- Directed by: Kishore Sarja
- Written by: Richard Louis
- Produced by: Arjun Sarja
- Starring: Ramesh Aravind Prema Sujatha Kasthuri
- Cinematography: Ramesh Babu
- Edited by: K. Balu
- Music by: Hamsalekha
- Production company: Sree Raam Films International
- Release date: 21 January 1998;
- Running time: 146 minutes
- Country: India
- Language: Kannada

= Thutta Mutta =

Thutta Mutta is a 1998 Indian Kannada-language romantic drama film directed by Kishore Sarja and produced by his brother, actor Arjun Sarja. The story was written by Richard Louis. The film cast includes Ramesh Aravind, Prema, Kasthuri and Sujatha.

The original score and soundtrack for the film were composed and written by Hamsalekha.

==Soundtrack==
The music of the film was composed and lyrics written by Hamsalekha.

[Coordinate annotation entries]
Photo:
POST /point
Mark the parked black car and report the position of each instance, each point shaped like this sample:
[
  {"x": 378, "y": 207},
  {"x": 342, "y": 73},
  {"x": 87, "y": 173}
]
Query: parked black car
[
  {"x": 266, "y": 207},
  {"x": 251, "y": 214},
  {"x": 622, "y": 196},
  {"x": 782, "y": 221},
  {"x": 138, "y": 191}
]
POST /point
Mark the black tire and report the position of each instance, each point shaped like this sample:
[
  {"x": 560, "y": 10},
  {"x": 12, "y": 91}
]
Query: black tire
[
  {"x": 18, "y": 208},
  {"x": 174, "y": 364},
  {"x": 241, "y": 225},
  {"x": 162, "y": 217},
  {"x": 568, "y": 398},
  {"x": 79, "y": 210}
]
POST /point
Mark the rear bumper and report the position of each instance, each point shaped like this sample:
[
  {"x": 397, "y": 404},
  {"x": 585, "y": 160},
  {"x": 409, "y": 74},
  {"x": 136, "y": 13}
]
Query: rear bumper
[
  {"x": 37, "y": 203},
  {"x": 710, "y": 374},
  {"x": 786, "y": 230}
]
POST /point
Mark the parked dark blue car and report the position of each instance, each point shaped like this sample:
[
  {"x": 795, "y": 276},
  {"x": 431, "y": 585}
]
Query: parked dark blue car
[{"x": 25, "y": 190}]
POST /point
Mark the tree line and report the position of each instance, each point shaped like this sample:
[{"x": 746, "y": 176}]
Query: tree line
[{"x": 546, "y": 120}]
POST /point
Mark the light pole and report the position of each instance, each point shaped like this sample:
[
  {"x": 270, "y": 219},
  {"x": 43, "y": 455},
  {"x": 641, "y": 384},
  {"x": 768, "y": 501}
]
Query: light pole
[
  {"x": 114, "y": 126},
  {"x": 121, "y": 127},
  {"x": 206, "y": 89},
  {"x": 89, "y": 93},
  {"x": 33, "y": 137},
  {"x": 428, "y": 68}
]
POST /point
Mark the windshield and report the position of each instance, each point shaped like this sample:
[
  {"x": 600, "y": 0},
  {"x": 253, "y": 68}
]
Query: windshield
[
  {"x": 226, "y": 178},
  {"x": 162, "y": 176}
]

YOUR TASKS:
1. Answer these questions from the Thutta Mutta film article:
(a) Who edited the film?
(b) What is the film's running time?
(c) How is the producer related to the director?
2. Write out the Thutta Mutta film article again, beginning at the words "Thutta Mutta is" and stopping after "lyrics written by Hamsalekha.". Swap "romantic drama" for "musical drama".

TASK RESULTS:
1.
(a) K. Balu
(b) 146 minutes
(c) He is the director's brother.

2.
Thutta Mutta is a 1998 Indian Kannada-language musical drama film directed by Kishore Sarja and produced by his brother, actor Arjun Sarja. The story was written by Richard Louis. The film cast includes Ramesh Aravind, Prema, Kasthuri and Sujatha.

The original score and soundtrack for the film were composed and written by Hamsalekha.

==Soundtrack==
The music of the film was composed and lyrics written by Hamsalekha.